> **Objective**
Copy the entries below word for word, omitting the picture.

****************

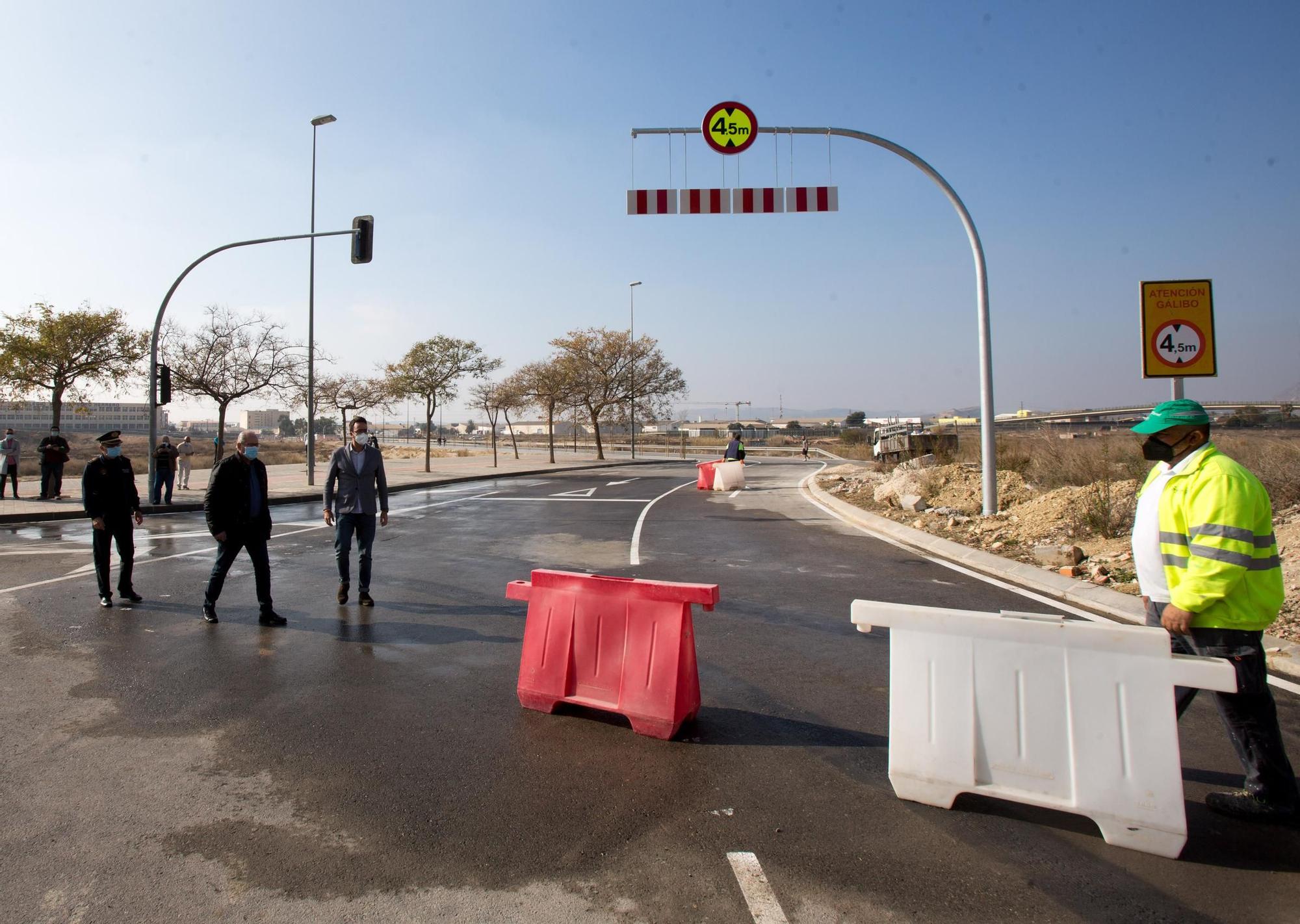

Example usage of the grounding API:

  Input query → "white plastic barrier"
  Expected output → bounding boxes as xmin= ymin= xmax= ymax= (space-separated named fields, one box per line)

xmin=852 ymin=600 xmax=1236 ymax=858
xmin=714 ymin=461 xmax=745 ymax=491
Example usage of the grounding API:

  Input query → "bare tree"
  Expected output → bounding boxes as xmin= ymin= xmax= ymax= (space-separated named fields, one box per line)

xmin=316 ymin=373 xmax=394 ymax=433
xmin=159 ymin=305 xmax=307 ymax=461
xmin=0 ymin=303 xmax=150 ymax=426
xmin=385 ymin=334 xmax=500 ymax=472
xmin=511 ymin=356 xmax=573 ymax=463
xmin=551 ymin=327 xmax=686 ymax=459
xmin=469 ymin=382 xmax=500 ymax=468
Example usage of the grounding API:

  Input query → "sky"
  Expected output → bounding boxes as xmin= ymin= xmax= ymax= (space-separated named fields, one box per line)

xmin=0 ymin=0 xmax=1300 ymax=421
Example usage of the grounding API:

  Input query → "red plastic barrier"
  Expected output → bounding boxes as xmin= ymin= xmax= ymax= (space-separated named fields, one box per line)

xmin=696 ymin=459 xmax=723 ymax=491
xmin=506 ymin=569 xmax=718 ymax=739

****************

> **Response to the task**
Example usage of the grounding API:

  Input query → "white plastic barrier"
  Expected output → bounding boxes as xmin= ymin= xmax= ymax= (space-separated named fields, one box per line)

xmin=852 ymin=600 xmax=1236 ymax=858
xmin=714 ymin=461 xmax=745 ymax=491
Example usage of the grounding API:

  Input query → "bare tree"
  Expected output → bounding boxes as xmin= ymin= xmax= ymax= (space-separated named fields, one box per line)

xmin=316 ymin=373 xmax=394 ymax=433
xmin=159 ymin=305 xmax=307 ymax=461
xmin=0 ymin=303 xmax=150 ymax=426
xmin=385 ymin=334 xmax=500 ymax=472
xmin=511 ymin=356 xmax=573 ymax=463
xmin=551 ymin=327 xmax=686 ymax=459
xmin=469 ymin=382 xmax=500 ymax=468
Example usage of the grounding API:

  Input query → "sky"
  Expected output → bounding boxes as xmin= ymin= xmax= ymax= (space-separated named fields, one box per line)

xmin=0 ymin=0 xmax=1300 ymax=421
Example usage of the grounding API:

  Input query → "red plastic barrier"
  Expected output → bounding boxes as xmin= ymin= xmax= ymax= (space-separated named fields, one box per line)

xmin=696 ymin=459 xmax=723 ymax=491
xmin=506 ymin=569 xmax=718 ymax=739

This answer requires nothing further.